◆ **TO DO**
Copy out each line below that contains the word "upper", and treat case as significant.

>>>

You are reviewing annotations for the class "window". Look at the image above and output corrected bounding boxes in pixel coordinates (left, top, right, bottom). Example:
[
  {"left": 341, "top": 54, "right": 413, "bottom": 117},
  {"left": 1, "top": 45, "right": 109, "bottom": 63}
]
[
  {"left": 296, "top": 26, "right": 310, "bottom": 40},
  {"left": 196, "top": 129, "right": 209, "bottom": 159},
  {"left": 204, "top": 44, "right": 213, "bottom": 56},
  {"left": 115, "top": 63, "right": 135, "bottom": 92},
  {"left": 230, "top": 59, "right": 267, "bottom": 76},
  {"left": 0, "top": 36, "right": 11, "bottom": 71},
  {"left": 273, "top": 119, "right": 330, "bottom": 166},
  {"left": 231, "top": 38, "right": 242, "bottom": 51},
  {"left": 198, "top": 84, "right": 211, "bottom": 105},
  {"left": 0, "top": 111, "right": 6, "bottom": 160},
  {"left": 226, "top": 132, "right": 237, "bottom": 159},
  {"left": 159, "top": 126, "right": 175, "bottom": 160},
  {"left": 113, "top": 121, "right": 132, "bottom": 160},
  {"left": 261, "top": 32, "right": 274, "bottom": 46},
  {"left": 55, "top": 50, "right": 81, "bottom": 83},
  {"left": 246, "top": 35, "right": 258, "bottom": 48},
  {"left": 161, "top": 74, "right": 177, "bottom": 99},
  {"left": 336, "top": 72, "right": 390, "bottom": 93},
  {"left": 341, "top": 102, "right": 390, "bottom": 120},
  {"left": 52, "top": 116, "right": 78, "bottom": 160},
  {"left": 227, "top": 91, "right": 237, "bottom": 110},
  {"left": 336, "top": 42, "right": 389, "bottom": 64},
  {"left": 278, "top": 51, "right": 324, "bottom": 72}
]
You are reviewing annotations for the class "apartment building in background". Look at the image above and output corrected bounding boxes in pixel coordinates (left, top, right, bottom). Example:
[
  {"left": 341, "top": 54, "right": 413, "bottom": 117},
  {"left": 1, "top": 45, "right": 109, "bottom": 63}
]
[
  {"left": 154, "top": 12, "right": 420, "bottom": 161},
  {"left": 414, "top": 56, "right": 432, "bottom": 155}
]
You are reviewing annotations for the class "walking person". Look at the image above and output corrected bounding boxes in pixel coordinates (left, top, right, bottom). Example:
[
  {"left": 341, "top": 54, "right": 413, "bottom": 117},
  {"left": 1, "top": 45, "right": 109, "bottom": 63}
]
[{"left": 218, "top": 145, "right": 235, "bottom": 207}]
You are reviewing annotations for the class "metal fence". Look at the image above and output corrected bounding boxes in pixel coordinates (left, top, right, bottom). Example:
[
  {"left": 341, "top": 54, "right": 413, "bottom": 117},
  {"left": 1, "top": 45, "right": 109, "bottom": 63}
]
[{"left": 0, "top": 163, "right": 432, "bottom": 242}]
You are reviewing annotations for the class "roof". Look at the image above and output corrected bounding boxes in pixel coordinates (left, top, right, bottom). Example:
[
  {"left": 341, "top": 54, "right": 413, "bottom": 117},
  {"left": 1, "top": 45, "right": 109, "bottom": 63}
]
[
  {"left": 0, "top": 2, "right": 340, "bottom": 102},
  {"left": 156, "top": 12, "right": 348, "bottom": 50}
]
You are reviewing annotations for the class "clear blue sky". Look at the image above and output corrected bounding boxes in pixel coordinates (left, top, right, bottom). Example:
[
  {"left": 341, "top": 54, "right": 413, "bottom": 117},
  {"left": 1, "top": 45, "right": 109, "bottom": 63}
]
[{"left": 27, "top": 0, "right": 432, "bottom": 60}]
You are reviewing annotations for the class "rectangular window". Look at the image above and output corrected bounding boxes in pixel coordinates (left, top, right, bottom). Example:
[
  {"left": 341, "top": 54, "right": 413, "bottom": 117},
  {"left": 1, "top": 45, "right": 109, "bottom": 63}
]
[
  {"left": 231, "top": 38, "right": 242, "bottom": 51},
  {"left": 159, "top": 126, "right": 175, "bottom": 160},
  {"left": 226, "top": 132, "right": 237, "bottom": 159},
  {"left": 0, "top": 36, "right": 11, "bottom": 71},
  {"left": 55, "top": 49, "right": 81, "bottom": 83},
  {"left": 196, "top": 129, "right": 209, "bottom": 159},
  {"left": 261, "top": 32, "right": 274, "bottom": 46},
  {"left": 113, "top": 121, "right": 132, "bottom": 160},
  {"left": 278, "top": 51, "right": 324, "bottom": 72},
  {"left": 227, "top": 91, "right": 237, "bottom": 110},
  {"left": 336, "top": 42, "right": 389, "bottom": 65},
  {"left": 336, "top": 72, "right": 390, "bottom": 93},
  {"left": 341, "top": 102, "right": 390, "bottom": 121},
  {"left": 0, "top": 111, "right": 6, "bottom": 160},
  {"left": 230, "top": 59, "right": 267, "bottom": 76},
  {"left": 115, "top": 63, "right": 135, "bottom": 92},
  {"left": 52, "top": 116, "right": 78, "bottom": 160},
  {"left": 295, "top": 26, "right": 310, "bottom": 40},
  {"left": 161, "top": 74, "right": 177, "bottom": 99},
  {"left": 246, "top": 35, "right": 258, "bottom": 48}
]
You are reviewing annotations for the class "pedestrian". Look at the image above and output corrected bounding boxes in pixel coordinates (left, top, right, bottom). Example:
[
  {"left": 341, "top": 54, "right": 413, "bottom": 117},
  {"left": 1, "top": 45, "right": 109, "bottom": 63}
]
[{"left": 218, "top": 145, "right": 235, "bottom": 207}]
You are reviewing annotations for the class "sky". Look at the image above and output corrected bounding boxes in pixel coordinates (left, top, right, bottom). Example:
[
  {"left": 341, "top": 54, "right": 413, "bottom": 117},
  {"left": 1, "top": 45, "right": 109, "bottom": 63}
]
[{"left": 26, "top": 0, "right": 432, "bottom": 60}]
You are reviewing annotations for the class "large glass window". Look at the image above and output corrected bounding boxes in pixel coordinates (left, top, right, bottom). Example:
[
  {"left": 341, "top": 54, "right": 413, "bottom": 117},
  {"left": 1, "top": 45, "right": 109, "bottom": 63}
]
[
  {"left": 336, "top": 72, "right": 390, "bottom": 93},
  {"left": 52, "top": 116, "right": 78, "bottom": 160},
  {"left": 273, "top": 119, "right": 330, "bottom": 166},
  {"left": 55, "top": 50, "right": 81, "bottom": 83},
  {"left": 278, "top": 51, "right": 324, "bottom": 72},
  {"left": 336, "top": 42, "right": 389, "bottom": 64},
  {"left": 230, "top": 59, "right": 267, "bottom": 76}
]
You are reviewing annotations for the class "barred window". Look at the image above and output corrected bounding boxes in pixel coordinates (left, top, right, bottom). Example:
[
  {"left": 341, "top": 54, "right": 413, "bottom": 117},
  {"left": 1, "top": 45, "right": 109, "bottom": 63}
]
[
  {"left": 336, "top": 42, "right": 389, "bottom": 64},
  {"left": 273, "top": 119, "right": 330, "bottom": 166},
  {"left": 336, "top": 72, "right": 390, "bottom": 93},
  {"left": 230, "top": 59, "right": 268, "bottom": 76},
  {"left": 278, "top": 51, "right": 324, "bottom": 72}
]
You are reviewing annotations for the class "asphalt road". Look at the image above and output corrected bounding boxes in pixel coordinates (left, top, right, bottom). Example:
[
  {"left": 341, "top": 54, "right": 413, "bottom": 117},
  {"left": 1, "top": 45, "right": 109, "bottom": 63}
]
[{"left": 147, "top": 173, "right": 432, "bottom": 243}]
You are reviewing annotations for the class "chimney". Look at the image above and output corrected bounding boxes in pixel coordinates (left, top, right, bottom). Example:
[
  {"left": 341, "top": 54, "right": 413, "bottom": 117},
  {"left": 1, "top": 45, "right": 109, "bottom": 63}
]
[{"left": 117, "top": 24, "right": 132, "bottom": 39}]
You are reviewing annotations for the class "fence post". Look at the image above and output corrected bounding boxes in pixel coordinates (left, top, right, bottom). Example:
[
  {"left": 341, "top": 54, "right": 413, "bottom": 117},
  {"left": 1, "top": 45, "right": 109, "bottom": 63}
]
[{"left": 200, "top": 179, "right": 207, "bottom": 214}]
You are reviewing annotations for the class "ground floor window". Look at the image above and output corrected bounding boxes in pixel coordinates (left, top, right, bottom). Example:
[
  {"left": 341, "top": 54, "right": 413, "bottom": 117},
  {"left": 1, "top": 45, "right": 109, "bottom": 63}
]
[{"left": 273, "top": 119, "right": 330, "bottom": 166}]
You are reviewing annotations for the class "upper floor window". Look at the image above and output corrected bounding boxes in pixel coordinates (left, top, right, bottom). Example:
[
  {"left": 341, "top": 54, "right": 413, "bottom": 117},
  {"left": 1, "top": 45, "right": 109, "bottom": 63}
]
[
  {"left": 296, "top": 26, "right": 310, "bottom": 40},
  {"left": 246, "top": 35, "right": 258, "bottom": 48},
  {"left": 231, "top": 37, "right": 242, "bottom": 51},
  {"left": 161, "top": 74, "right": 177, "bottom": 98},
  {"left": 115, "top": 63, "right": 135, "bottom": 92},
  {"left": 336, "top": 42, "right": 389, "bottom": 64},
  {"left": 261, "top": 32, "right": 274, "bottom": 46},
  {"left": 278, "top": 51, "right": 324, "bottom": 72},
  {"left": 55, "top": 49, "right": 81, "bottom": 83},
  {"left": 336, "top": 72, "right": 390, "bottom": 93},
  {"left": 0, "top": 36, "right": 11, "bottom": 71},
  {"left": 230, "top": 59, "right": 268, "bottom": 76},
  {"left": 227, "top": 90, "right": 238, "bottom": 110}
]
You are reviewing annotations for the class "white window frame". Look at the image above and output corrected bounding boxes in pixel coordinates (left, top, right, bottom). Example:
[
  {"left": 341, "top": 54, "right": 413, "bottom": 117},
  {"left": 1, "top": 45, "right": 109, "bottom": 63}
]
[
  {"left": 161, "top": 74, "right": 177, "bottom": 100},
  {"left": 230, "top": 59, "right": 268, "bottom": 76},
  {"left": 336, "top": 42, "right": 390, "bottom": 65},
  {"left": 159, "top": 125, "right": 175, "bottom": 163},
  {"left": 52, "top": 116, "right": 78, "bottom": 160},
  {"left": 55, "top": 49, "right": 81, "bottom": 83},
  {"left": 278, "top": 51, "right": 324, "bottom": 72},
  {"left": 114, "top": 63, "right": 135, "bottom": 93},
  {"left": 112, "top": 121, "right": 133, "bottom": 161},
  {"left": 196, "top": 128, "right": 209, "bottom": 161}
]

<<<

◆ **COMPLETE RESPONSE**
You are reviewing annotations for the class "upper floor window". Look at the image above and output corrected bounding boxes in pixel coordinates (left, top, right, bottom). Example:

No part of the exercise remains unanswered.